## FRAGMENTO SELECCIONADO
Los chiquitos

Alejandro Gaviria suele decir que “no hay oficio más desprestigiado que ser precandidato presidencial”. Y razón no le falta. Cuando en un país llegan a contarse por decenas —a veces por más de medio centenar— quienes anuncian que quieren llegar a la Casa de Nariño, no estamos ante un estallido de vocación de servicio, sino frente al síntoma de algo más grave: la pérdida de la dignidad de la Presidencia.

De alguna manera, Iván Duque dejó un precedente incómodo: demostró que se podía llegar a la jefatura del Estado sin una trayectoria sólida en lo público, sin conocimiento profundo del funcionamiento institucional, sin experiencia real en la gestión del conflicto social o en las relaciones internacionales, pero con los amigos correctos y las maquinarias bien aceitaditas. El mensaje fue claro: “cualquiera” puede ser presidente si arma el combo adecuado.

Y claro, muchos se antojaron de comerse esa torta. Hoy abundan los que se venden como “distintos”, los “outsider”, los que dicen venir “sin jefes ni partidos”, mientras detrás tienen a los mismos de siempre, pero maquillados. La palabra “independiente” se volvió etiqueta publicitaria, no definición política. El problema es que la torta no alcanza para todo el mundo y, aun así, ahí están, repartiendo migajas de promesas en cada esquina.

Un montón de hombres chiquitos, se proclaman llamados por “el pueblo” o por unas supuestas mayorías silenciosas que, cuando uno mira las encuestas, no aparecen por ningún lado. Con números precarios, exigen un lugar en el centro del debate nacional como si el simple acto de decir “quiero ser presidente” los volviera estadistas. Así tenemos a candidatos como Daniel Quintero o a figuras recicladas de la política tradicional compitiendo por quién se ve más “ciudadano” en TikTok.

## TAREAS DEL EJERCICIO
a. Resume en forma de lista el párrafo de la columna sobre los precandidatos presidenciales que empieza con "De alguna manera, Iván Duque", sin perder sus datos principales.
b. Enumera a todas las personas que la columna sobre los precandidatos presidenciales menciona por su nombre.
c. Continúa la columna sobre los precandidatos presidenciales desde donde termina el texto.

## DATOS DISPONIBLES
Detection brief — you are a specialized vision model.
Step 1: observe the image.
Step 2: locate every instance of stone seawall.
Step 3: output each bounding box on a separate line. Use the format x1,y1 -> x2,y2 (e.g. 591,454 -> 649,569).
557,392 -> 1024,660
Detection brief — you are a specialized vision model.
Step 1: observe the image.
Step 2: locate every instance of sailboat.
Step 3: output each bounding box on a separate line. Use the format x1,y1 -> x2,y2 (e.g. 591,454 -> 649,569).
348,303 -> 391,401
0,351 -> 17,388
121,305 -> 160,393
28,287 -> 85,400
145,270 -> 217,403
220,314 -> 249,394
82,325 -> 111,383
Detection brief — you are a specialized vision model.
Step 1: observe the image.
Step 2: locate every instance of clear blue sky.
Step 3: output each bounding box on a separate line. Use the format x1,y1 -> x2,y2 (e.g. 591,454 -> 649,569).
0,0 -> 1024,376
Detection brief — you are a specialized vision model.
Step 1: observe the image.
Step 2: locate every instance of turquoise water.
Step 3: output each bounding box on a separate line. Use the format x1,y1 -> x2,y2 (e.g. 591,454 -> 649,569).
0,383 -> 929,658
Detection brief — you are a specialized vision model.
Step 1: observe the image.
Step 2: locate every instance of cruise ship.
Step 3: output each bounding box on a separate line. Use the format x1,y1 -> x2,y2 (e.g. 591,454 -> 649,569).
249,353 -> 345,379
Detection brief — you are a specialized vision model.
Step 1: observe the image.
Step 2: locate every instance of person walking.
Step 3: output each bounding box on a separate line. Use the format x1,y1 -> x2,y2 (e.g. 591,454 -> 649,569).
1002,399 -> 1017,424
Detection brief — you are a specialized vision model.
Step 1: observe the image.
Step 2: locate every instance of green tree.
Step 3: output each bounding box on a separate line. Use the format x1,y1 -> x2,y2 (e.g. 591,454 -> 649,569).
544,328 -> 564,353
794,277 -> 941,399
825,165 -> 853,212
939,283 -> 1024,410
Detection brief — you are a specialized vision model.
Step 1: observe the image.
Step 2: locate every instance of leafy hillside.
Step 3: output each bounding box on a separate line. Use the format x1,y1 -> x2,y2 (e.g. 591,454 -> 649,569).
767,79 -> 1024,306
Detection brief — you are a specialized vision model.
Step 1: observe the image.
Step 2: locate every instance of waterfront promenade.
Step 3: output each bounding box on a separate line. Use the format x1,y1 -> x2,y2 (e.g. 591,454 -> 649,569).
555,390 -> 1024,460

## RESPUESTAS POR TAREA
a.
- Iván Duque dejó un precedente incómodo.
- Demostró que se podía llegar a la jefatura del Estado sin una trayectoria sólida en lo público, sin conocimiento profundo del funcionamiento institucional y sin experiencia real en la gestión del conflicto social o en las relaciones internacionales.
- Le bastaron los amigos correctos y las maquinarias bien aceitadas.
- El mensaje fue que "cualquiera" puede ser presidente si arma el combo adecuado.

b.
- Alejandro Gaviria
- Iván Duque
- Daniel Quintero

c.
La conversación pública se desplaza entonces al ritmo de ocurrencias, videos virales y frases de campaña vacías. El debate deja de estar anclado en programas, cifras, prioridades de política pública, y se mueve al vaivén de lo que diga el algoritmo. No se discute cómo gobernar un país complejo; se compite por quién hace el mejor eslogan o el meme más compartido.

Contrasta con la época en la que a la Presidencia aspiraban figuras del tamaño de Luis Carlos Galán, Alberto Lleras Camargo, Álvaro Gómez o Alfonso López Michelsen. Se podía estar o no de acuerdo con ellos, pero nadie dudaba de que entendían el Estado, que habían leído el país y que discutían ideas de fondo. Había, al menos, una pretensión de altura.

Hoy, en cambio, la dignidad presidencial parece haber sido empeñada en una casa de empeños de likes y retuits. El cargo, que debería representar la máxima responsabilidad republicana, se ha convertido en trampolín de vanidades personales, instrumento de venganza o premio consuelo de proyectos locales mal resueltos.

Tal vez el problema no sea que haya demasiados candidatos, sino que hay muy pocos estadistas. Y mientras sigamos confundiendo visibilidad con liderazgo, viralidad con visión y carisma con carácter, seguiremos llenando la papeleta de nombres chiquitos para un cargo que, por el bien del país, debería quedarnos grande a todos.